## Object location annotation data
<<<<

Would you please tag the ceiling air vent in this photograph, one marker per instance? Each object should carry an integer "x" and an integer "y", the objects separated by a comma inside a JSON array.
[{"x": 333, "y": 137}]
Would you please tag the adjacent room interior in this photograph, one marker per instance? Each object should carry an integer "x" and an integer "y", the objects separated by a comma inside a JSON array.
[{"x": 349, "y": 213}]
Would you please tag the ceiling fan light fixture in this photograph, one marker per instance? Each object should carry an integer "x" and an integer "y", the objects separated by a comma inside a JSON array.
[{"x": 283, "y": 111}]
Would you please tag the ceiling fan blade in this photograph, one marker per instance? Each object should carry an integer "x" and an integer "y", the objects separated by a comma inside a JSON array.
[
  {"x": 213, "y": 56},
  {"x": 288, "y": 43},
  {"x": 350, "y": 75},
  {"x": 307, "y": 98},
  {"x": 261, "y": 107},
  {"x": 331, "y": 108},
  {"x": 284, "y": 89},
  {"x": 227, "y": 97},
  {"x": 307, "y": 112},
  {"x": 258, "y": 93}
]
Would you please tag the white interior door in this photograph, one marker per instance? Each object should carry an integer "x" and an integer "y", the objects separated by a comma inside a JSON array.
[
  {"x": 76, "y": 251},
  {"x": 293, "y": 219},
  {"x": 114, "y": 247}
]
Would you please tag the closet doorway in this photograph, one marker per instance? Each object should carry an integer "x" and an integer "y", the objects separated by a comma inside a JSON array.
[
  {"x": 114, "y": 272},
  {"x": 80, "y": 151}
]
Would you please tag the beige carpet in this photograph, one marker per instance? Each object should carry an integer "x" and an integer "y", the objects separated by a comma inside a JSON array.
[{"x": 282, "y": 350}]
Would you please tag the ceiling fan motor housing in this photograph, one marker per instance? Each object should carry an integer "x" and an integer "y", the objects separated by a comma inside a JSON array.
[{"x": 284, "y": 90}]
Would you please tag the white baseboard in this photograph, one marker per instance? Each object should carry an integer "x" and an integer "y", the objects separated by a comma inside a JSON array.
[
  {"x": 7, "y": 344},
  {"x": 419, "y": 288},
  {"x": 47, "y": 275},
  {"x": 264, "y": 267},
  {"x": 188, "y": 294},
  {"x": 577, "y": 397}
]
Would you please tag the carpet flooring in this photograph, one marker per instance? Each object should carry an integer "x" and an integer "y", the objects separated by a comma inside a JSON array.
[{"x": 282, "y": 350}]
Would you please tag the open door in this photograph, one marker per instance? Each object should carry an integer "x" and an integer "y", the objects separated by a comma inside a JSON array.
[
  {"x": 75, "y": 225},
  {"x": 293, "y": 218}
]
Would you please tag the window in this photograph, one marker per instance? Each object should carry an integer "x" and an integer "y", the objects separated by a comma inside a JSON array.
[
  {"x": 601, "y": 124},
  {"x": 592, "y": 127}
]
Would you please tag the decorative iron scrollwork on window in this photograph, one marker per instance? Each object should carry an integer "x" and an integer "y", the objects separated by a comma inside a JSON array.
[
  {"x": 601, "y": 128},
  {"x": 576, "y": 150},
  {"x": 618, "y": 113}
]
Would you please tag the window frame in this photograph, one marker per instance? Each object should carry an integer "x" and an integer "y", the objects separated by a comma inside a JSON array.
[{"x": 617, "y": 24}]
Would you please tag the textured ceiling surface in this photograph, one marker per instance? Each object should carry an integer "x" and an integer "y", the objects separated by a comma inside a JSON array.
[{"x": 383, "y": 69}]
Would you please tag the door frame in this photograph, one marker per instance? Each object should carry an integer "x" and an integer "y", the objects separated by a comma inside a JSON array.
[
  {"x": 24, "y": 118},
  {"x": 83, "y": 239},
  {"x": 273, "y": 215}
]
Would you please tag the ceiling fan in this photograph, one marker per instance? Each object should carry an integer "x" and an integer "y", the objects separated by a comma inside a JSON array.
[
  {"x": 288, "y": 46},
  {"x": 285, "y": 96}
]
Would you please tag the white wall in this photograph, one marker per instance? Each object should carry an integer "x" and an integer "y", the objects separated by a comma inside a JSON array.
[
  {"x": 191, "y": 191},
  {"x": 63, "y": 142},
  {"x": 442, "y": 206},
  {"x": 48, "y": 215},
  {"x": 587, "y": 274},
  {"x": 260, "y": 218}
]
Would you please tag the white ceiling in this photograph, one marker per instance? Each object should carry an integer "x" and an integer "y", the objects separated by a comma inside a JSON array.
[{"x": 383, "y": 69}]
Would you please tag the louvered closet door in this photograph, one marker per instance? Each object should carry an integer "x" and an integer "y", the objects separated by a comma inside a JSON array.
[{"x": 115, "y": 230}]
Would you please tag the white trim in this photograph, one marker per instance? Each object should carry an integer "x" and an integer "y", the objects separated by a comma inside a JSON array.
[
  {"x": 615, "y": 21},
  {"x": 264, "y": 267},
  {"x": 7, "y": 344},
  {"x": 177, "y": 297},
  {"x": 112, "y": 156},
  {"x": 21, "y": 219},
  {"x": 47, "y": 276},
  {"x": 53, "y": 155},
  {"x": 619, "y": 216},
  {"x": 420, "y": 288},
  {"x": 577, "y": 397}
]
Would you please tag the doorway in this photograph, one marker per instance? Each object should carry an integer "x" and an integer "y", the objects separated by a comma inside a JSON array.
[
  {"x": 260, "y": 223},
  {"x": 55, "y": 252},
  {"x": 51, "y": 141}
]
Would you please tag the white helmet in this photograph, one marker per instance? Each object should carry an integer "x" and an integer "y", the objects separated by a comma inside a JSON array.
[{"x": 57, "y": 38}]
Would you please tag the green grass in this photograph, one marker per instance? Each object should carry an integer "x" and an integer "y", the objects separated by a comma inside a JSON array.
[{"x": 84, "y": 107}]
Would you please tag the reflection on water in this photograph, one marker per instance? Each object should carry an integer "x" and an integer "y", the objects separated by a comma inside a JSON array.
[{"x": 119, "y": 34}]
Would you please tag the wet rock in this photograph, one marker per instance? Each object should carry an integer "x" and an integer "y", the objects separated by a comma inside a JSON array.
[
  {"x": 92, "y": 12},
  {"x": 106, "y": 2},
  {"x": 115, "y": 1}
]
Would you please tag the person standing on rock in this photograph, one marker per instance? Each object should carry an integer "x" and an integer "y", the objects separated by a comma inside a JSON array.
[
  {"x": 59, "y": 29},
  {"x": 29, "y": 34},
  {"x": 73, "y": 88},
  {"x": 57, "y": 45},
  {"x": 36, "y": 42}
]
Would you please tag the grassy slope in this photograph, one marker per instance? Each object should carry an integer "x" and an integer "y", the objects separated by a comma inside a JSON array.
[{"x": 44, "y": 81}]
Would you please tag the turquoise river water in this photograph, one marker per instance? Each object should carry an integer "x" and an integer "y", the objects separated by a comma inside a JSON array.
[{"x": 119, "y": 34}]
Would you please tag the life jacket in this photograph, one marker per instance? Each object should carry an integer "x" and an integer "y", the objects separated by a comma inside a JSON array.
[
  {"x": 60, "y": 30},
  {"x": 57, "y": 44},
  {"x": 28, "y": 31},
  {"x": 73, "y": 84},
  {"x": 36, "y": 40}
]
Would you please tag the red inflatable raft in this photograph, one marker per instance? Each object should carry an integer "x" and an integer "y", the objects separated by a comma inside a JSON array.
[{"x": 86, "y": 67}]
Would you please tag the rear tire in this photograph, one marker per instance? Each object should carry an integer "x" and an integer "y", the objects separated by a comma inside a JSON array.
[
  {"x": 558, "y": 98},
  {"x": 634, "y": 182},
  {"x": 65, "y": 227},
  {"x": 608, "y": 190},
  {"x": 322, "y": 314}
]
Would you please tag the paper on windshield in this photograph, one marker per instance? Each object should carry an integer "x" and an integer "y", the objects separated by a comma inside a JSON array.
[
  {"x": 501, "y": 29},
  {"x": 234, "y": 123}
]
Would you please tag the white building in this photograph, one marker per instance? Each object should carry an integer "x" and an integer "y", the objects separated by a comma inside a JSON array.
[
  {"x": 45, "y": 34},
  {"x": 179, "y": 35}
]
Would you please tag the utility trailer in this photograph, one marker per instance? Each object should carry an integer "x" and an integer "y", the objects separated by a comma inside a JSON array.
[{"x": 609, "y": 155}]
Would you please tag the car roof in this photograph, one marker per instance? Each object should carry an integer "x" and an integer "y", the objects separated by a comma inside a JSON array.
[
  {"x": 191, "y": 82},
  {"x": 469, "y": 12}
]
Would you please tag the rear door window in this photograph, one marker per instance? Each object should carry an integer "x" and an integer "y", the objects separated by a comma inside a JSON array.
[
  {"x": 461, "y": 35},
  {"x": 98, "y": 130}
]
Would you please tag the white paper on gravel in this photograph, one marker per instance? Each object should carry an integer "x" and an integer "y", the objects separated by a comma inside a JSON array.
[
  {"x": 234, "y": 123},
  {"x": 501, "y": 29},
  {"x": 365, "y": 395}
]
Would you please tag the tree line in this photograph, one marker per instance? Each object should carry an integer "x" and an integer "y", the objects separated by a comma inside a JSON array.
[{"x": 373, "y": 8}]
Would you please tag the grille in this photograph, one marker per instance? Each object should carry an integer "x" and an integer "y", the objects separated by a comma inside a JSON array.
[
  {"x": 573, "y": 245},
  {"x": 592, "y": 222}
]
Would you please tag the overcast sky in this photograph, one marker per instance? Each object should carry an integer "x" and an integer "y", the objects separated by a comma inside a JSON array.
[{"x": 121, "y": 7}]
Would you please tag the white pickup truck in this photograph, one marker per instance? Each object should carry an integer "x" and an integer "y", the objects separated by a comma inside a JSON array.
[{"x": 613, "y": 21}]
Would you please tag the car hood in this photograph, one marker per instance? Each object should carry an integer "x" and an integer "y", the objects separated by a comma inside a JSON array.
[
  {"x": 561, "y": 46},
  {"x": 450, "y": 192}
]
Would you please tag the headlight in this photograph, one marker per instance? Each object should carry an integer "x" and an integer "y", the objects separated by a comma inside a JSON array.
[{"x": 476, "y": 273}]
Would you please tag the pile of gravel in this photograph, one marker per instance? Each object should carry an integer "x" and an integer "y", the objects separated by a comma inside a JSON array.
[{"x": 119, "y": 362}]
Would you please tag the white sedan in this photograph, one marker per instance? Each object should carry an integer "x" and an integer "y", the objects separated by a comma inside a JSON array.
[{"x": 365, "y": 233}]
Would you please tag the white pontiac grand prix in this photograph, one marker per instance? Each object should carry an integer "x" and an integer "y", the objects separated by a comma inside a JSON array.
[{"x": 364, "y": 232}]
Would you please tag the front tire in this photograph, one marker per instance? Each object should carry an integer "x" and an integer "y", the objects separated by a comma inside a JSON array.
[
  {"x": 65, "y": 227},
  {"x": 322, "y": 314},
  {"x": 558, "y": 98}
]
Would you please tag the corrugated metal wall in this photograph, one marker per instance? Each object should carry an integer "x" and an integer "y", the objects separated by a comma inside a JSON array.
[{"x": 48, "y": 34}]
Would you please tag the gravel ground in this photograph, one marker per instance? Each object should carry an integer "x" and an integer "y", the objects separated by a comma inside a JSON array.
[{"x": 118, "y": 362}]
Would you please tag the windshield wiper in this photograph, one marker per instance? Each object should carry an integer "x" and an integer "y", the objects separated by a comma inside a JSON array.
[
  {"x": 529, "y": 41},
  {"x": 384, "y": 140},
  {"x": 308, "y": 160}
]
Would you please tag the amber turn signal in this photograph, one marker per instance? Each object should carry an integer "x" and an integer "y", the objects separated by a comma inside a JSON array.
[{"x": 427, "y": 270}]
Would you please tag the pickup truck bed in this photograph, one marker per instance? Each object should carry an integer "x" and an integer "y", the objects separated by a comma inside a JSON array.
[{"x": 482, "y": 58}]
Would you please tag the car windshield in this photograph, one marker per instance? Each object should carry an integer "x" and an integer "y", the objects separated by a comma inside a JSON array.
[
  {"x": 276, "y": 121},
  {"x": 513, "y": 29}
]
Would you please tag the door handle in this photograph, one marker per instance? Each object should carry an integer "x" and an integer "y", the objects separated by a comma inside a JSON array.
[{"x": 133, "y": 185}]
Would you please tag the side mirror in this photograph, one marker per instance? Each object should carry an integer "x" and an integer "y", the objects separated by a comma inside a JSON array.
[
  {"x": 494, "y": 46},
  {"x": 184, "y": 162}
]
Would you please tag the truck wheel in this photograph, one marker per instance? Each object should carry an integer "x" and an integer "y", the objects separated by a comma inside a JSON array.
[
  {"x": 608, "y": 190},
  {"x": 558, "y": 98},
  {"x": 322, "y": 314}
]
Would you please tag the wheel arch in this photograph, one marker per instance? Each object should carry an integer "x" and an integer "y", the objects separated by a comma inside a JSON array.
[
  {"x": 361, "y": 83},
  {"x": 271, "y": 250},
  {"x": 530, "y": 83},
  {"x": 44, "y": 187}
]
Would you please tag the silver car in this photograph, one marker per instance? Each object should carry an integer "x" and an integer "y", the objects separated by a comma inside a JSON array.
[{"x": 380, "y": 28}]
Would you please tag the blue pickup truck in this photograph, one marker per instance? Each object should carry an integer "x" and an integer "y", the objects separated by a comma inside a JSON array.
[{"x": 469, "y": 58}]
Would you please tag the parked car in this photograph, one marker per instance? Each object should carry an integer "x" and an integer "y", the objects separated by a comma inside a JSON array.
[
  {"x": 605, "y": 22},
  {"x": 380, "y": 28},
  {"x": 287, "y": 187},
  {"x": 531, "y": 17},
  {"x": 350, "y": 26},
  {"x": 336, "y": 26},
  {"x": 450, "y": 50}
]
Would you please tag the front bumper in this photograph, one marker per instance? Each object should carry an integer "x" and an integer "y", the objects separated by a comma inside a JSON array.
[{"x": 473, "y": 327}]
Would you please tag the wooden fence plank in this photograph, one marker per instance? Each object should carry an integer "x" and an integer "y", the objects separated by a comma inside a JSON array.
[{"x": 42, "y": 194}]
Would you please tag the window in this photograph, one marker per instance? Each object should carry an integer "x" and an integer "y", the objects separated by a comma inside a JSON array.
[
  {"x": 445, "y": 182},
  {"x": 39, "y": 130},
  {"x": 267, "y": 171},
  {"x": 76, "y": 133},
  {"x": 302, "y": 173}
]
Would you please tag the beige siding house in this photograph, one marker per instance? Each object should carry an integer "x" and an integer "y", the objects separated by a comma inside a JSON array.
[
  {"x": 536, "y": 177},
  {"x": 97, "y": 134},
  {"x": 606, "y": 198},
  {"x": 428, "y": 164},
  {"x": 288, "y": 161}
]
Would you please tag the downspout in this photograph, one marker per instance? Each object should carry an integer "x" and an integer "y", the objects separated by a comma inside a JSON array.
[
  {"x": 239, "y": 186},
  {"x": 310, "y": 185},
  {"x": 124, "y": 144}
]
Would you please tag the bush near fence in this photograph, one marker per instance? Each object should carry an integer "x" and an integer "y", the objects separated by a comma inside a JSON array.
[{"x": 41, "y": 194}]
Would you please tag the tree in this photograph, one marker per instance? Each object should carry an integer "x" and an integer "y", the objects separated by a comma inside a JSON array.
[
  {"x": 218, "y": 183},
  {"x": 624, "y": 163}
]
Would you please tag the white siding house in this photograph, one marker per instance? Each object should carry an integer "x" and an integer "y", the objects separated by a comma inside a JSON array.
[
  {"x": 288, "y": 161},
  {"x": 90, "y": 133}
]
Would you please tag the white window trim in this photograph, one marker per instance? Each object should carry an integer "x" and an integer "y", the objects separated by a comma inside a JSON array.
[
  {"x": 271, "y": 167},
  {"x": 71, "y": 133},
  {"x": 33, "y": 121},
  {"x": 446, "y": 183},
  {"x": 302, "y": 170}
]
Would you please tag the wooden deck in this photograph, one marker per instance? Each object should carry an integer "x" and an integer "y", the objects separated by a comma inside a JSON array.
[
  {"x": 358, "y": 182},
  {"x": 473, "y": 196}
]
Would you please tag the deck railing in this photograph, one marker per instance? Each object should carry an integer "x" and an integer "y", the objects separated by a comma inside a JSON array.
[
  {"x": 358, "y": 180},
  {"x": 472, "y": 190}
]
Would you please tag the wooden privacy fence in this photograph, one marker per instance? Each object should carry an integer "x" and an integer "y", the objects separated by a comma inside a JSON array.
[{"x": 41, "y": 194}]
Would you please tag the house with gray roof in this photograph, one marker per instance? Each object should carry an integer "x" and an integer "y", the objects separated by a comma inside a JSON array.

>>>>

## DIRECTIONS
Output, unchanged, the lines from the line with "Would you please tag the bush" through the final line of the material.

## COMPLETED TASK
Would you please tag the bush near fence in this photograph, one marker per instance? Each object should carry an integer "x" and an integer "y", the objects separated by a comma inside a JSON array.
[{"x": 41, "y": 194}]
Would you please tag the tree in this photograph, one marker per instance? Each object should carry an integer "x" and an integer "y", the objects separated by a comma inside a JSON array.
[
  {"x": 218, "y": 183},
  {"x": 624, "y": 163}
]
Would you please tag the white siding house in this photograph, one marker per instance? Each object should carry an integer "x" and an integer "y", the objects separated by a comma inside a JSON array.
[
  {"x": 288, "y": 161},
  {"x": 90, "y": 133}
]
Would you please tag the white window trim in this photograph, one marker per instance? Each object should carry an integer "x" and an integer "y", the objects separated by a comma inside a JSON array.
[
  {"x": 271, "y": 167},
  {"x": 71, "y": 133},
  {"x": 33, "y": 121},
  {"x": 446, "y": 183},
  {"x": 302, "y": 170}
]
Would you please tag the wooden deck in this photograph, one marker per instance? Each object should carry an integer "x" and an integer "y", the objects separated by a comma inside a JSON array.
[
  {"x": 358, "y": 182},
  {"x": 473, "y": 196}
]
Would you please tag the deck railing in this photograph, one marker per instance? Each object should carry an integer "x" and an integer "y", the objects separated by a comma inside a JSON array.
[
  {"x": 358, "y": 180},
  {"x": 472, "y": 190}
]
Would you please tag the wooden privacy fence in this photograph, one marker per instance? Each object should carry an integer "x" and an integer "y", the objects separated by a comma inside a JSON array.
[{"x": 41, "y": 194}]
Would you please tag the house with gray roof in this photograph, one marker per instance? Each object should carry an integer "x" and an integer "y", the objects separated by a comma inside a JSON array.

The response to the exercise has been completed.